Notre rubrique avoir du biscuit en dissert’ fait son grand retour ! Après quatre numéros consacrés au thème « Le monde » et une pause estivale bien méritée, nous nous intéresserons désormais au nouveau thème de culture générale, « la violence ». Le présent article commence fort. Il sera question de l’un des chefs-d’œuvre de l’écrivain russe Dostoïevski. Un roman profond, poignant et psychologique : Crime et châtiment. Cet œuvre plonge au plus profond de l’âme humaine. Elle dépeint avec une justesse déroutante ses recoins les plus sombres, ses tendances les plus macabres, mais aussi son désir éperdu de rédemption.

La violence y est partout, omniprésente. Elle guette le lecteur au tournant de chaque page, se manifestant sous des formes variées et subtiles. On comprend l’enjeu de l’étude de cette œuvre littéraire capitale pour le thème de cette année. Cet article comprend deux parties. La première résume très succinctement le roman dans ses grandes lignes, afin de vous en donner une vue d’ensemble. La seconde, quant à elle, dégage explicitement les enseignements de Dostoïevski sur la violence. Sans plus attendre, entamons notre lente descente vers les tréfonds de la psyché humaine.

 

Violence du crime et souffrance du châtiment : résumé du roman

Crime et châtiment est l’histoire d’un jeune étudiant, pauvre mais généreux, altier et intelligent : Rodion Romanovitch Raskolnikov. Persuadé d’être un « grand homme » promis à un destin extraordinaire mais entravé dans sa quête par la pauvreté exubérante dont il souffre, celui-ci se résout à commettre un crime. Il assassine une vielle et riche usurière dans le but de dérober son argent et de s’arracher à sa condition. La vielle, personnage cruelle et détestable, profitait de la misère des pauvres gens pour s’enrichir. Dans le feu de l’action, Raskolnikov se voit également contraint de tuer la sœur de l’usurière, femme innocente et fragile, celle-ci l’ayant surpris lors de son premier meurtre.

Seulement, au moment de son crime Raskolnikov perd complètement contenance. Transi par l’effroi de l’acte qu’il vient de commettre, il s’enfuit (de justesse) avec une somme ridicule qu’il finira par jeter, de peur qu’on remonte jusqu’à lui. Les jours qui suivent marquent le début de sa descente aux enfers. Raskolnikov est harcelé, violenté en permanence par sa conscience morale. Une paranoïa omniprésente s’empare de tout son être. Il pense qu’on l’épie, qu’on s’apprête à l’arrêter…  Plus il avance dans le temps et plus il a le sentiment que sa raison l’abandonne, le laissant en proie à une folie irrépressible. Raskolnikov alterne entre des moments où il souhaite se rendre lui-même à la police pour que son supplice finisse enfin et d’autres où il cherche désespérément à y échapper.

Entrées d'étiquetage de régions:
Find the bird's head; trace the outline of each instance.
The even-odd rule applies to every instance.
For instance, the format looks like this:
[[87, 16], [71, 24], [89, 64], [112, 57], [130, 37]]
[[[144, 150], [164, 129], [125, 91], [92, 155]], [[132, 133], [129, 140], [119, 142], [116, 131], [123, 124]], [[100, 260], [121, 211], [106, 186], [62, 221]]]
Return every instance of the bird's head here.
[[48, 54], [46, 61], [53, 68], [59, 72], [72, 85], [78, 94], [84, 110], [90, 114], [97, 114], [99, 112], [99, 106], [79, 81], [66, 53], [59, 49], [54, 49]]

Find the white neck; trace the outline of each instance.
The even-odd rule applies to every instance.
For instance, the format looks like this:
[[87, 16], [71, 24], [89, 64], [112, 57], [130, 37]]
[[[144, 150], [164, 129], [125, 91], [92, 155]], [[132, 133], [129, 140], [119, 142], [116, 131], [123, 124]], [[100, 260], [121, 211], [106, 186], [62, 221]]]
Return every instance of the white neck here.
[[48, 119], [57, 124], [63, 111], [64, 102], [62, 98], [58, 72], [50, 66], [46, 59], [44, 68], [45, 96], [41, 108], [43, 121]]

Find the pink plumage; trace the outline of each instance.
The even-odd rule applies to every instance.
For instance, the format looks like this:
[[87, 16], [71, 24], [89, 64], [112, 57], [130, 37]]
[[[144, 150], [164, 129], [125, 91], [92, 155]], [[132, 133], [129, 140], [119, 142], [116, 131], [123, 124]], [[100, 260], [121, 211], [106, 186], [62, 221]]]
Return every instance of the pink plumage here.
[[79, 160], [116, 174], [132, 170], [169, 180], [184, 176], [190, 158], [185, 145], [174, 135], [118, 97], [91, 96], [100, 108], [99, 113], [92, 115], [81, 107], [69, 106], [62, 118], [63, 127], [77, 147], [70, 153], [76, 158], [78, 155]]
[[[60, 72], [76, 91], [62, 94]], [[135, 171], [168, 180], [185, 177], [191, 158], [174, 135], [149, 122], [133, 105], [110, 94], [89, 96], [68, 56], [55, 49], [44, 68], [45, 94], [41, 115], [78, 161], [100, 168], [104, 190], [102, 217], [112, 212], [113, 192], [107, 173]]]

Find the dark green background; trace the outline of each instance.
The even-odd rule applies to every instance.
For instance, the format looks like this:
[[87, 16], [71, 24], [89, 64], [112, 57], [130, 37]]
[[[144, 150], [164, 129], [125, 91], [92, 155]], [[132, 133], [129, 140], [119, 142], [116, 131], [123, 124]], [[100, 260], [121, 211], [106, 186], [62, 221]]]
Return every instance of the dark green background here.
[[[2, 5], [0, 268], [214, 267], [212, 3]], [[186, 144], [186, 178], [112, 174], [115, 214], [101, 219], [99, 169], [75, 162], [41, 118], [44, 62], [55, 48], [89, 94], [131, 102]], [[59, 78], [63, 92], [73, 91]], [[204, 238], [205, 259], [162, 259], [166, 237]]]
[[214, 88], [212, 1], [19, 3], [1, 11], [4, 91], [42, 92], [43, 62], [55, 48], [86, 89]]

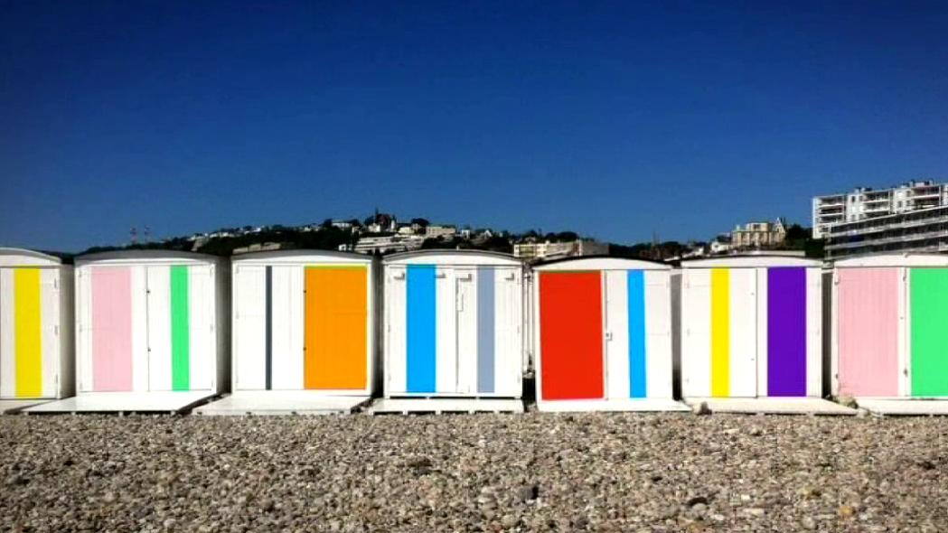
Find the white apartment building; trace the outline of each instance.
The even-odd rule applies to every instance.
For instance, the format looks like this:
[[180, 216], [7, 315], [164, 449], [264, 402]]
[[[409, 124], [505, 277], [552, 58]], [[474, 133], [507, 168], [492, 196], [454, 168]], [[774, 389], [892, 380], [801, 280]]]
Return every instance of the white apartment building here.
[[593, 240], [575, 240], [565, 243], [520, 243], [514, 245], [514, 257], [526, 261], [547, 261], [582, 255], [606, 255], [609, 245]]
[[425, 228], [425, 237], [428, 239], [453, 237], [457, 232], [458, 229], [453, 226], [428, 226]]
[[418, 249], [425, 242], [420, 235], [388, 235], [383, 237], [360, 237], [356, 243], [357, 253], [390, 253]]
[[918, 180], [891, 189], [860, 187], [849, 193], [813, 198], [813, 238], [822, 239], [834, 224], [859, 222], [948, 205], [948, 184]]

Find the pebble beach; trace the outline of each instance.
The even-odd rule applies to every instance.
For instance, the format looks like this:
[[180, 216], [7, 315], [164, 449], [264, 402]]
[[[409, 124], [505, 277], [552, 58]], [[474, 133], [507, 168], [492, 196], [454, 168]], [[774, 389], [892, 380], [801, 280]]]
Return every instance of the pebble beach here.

* * *

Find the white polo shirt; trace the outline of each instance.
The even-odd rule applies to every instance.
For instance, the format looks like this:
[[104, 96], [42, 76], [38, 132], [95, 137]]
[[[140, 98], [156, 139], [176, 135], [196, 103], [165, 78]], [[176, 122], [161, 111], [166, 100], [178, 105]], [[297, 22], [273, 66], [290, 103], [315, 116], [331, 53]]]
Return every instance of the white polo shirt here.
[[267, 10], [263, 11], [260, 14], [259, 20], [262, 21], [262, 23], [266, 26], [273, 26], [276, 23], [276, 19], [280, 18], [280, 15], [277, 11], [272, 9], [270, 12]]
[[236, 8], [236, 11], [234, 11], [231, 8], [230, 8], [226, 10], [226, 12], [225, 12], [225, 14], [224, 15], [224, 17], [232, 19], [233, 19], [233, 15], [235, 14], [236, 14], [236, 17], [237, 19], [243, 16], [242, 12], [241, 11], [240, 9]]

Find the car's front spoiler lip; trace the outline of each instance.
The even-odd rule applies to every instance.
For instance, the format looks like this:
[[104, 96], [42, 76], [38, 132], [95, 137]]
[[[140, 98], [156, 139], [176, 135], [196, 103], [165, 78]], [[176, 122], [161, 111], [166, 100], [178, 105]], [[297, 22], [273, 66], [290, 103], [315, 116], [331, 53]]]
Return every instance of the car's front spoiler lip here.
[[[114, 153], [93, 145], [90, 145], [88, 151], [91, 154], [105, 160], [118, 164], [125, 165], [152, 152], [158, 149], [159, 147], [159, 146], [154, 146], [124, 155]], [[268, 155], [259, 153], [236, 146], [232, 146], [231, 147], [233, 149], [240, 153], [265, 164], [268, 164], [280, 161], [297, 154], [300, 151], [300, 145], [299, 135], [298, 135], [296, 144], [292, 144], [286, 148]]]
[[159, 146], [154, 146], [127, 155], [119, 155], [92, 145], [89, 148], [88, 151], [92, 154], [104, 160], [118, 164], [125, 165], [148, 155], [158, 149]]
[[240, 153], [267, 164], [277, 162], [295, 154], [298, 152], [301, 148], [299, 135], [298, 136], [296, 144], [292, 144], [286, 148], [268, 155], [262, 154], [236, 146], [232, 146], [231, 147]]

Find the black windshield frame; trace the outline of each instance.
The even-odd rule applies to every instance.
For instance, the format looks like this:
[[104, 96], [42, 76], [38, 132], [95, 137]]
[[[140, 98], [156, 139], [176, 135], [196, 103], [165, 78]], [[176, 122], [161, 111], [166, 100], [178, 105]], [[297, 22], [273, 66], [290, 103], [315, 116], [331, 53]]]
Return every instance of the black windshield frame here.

Objectif ▸ Poursuivez l'article sur Crime et châtiment à partir de sa dernière phrase.

Problème résolu ▸
Un inspecteur de police, Porphyr Petrovitch, finira par voir clair dans son jeu. Bien que n’ayant pas de preuves matérielles, il se persuade de la culpabilité du jeune Rodion. Accablé par sa conscience, en proie à un tourment moral insupportable Raskolnikov finit par avouer. Il sera condamné à la déportation, huit années durant, dans un bagne de Sibérie.

 

Les deux violences de Crime et Châtiment

Comme nous allons le voir dans la présente partie, on distingue, dans le roman de Dostoïevski, deux formes de violence très différentes. Ces deux formes de violence sont cristallisées dans le personnage de Raskolnikov. La première, physique en son essence, est celle de l’acte même du crime. C’est la violence de la hache qui pénètre et rompt les chairs, qui tue. La seconde est morale et auto-infligée. C’est la violence de la conscience s’acharnant contre elle-même, et qui cherche, désespérément, une voie vers le pardon.

 

La violence comme moyen en vue d’une fin, privilège des hommes supérieurs

Pourquoi Raskolnikov franchit-il le pas ? Qu’est-ce qui le pousse véritablement à tuer la vielle usurière ? En d’autres termes, quelle est la cause de la violence à laquelle il a recourt ? Le résumé de la première partie donne une réponse… lacunaire à dessein. On pourrait penser que son crime n’est motivé que par la volonté de s’affranchir de la pauvreté, qui plus est en éliminant une personne absolument infâme. Dans une certaine mesure, cela est vrai, mais le pouvoir explicatif de ce fait est faible. Pour comprendre, il faut préciser un détail important du roman.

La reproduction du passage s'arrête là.